- Input material:
— begin —
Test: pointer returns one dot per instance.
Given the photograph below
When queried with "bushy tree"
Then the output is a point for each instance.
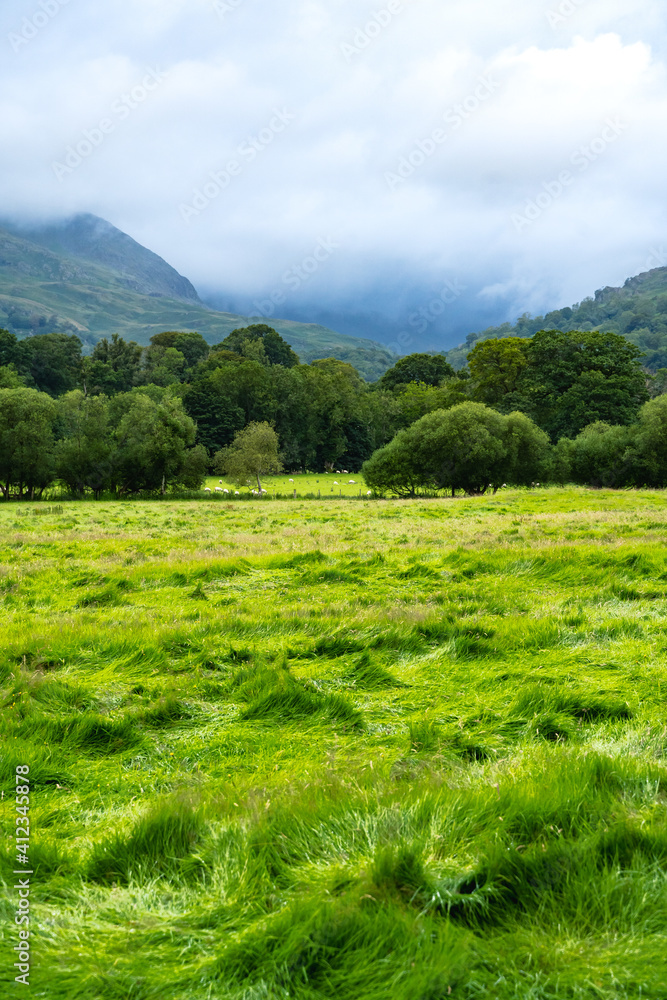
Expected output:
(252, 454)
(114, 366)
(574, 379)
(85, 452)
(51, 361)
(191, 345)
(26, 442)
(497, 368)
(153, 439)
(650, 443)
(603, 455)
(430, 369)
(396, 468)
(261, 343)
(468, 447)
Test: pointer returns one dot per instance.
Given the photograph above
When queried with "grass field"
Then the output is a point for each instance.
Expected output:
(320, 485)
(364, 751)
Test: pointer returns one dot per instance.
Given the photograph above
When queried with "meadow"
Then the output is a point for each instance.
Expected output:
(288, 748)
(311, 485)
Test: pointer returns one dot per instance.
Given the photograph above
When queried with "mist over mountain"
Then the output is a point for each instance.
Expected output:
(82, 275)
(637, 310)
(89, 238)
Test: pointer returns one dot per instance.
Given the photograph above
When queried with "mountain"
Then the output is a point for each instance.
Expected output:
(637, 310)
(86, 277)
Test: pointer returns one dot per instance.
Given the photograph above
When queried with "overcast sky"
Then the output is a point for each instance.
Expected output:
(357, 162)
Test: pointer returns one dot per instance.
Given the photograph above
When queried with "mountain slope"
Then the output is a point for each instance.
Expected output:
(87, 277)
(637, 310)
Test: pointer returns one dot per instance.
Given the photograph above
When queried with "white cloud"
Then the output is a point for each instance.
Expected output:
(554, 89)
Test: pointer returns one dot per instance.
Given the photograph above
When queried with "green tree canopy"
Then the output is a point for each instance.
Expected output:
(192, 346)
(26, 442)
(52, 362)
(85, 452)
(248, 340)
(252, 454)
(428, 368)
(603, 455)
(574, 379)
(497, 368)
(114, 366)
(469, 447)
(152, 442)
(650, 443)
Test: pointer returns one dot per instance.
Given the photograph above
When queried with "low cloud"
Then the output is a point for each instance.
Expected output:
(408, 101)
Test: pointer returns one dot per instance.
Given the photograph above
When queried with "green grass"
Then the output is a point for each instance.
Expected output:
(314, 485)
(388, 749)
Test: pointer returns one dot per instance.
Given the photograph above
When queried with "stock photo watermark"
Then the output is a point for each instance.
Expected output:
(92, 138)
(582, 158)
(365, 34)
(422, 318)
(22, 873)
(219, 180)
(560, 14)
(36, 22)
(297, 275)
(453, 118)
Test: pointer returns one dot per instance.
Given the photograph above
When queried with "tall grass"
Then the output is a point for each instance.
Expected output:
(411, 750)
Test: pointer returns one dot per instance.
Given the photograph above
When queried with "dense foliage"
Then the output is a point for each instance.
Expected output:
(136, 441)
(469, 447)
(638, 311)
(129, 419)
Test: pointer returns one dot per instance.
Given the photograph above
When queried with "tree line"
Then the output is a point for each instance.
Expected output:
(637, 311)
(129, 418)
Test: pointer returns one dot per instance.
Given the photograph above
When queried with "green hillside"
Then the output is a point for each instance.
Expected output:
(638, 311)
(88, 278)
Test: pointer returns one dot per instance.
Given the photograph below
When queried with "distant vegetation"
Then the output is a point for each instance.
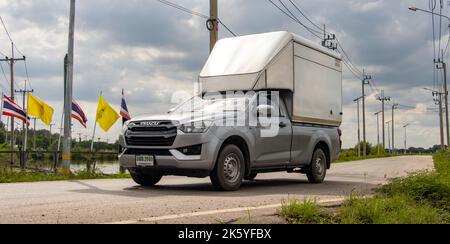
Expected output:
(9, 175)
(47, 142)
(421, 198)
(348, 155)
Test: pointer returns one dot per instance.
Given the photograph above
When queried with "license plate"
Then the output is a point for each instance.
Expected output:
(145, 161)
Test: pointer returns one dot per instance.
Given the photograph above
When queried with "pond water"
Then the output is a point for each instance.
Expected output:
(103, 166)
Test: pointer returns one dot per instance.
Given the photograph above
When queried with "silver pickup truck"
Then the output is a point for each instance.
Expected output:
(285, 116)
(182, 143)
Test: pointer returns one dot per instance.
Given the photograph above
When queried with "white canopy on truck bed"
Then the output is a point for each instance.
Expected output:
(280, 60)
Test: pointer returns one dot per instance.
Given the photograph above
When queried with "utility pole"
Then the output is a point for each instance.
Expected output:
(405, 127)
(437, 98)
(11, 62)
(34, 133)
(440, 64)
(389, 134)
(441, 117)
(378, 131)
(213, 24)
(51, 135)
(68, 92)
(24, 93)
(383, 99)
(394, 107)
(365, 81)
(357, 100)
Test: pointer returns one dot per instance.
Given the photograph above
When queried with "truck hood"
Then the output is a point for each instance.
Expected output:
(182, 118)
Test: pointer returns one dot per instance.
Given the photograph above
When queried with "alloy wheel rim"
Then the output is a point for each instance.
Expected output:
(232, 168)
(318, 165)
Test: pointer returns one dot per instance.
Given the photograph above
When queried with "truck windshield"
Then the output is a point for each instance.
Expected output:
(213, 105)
— end —
— begin —
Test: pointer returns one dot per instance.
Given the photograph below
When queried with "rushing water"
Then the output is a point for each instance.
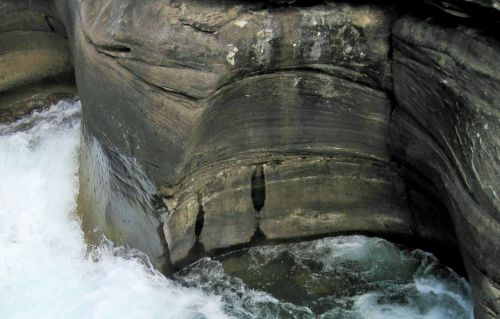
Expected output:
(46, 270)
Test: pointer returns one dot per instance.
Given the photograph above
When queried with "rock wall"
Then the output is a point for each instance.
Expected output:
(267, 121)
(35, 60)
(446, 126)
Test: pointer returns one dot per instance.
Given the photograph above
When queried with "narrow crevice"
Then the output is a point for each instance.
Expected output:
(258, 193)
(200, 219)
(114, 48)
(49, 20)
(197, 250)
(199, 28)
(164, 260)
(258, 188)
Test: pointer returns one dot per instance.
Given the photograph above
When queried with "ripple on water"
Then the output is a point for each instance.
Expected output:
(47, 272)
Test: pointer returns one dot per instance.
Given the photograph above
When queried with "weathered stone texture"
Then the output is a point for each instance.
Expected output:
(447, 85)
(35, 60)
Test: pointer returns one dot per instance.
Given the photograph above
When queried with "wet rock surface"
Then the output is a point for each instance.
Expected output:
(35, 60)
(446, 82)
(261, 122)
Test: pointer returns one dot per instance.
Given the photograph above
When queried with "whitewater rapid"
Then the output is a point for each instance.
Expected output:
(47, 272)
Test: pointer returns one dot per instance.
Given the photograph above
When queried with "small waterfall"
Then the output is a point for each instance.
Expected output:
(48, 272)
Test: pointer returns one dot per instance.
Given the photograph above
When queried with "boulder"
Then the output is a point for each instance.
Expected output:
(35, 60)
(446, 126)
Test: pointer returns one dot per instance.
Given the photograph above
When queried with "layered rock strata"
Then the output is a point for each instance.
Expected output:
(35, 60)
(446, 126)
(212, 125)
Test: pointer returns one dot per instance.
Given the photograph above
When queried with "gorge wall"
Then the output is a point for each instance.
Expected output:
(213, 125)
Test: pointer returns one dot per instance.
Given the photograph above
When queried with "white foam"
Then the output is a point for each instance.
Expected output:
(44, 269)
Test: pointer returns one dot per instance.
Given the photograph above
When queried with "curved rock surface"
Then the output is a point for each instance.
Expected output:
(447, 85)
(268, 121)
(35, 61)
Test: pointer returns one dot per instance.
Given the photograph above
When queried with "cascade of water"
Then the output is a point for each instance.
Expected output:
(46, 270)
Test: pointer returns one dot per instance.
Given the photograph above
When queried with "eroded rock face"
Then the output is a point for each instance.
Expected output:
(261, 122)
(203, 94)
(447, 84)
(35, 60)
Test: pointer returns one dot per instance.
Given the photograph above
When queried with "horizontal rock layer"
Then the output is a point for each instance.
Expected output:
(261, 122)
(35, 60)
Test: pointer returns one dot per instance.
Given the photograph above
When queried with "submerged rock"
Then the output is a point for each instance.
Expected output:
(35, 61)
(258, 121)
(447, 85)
— end —
- What is asked: Determine how many lines of the listing above contain the string "mountain", treating uppercase and lowercase as distinct. Give only the number.

- Reply to the exercise: 3